[Records]
◇ ◇ ◇ ◇ ◇
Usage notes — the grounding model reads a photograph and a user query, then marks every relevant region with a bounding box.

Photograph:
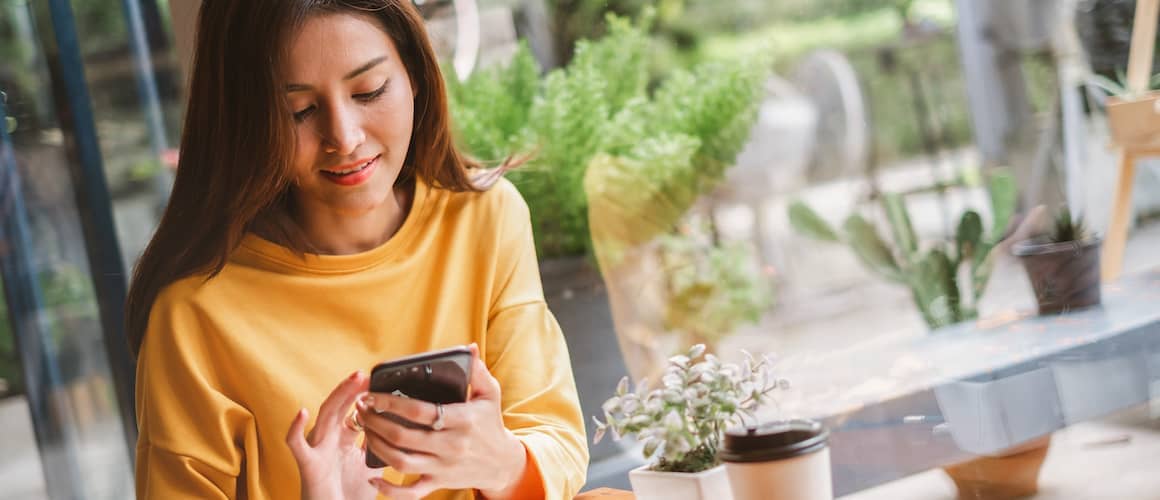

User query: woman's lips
[321,155,382,186]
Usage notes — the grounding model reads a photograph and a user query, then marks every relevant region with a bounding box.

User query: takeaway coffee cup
[718,420,834,500]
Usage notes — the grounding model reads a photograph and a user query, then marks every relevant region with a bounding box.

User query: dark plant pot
[1013,238,1101,314]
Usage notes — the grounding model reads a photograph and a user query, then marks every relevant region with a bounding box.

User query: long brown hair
[125,0,479,356]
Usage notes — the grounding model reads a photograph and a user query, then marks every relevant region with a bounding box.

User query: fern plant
[449,9,767,258]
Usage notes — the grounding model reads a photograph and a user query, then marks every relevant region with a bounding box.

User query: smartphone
[367,346,471,469]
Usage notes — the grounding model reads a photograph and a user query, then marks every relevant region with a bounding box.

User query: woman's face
[284,14,415,216]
◇ ◇ ◇ ◇ ◇
Rewrite every line above in full, leaving out the pictures, and scale each bounding-box coordinate by 1.55, rounding to whole numbers with halves going up.

| Correct result |
Usage notes — the grounding model reads a photograph and a user query, then marks every relevant region with a bounding box.

Photograph:

User query: woman's lips
[498,240,592,288]
Usage notes — the grounding model reads a photograph and a user query, then marks every relevant region with a bounding box.

User query: takeaway coffee cup
[1113,651,1293,775]
Usage notes — the grounding model reads a photograph and a user query, then marks every relevant region with a bounding box.

User query: dark plant pot
[1570,369,1707,487]
Usage notes — the grounding model reads a photograph and a user query, then marks every relevant region with a bounding box.

User query: long brown hair
[194,0,742,552]
Usage notes — the grounding model reads a photograph and a user query, then marks every relevant region with a bounding box.

User query: fern plant
[696,14,1189,400]
Usage notes — the grounding model reads a photograph and a user query, then marks every relevant region with a bounding box.

User query: smartphone
[569,536,730,727]
Usage notes — the grounding model reads a photograph and a user query, then marks every relevant region with a bounding box.

User query: woman's face
[440,22,643,335]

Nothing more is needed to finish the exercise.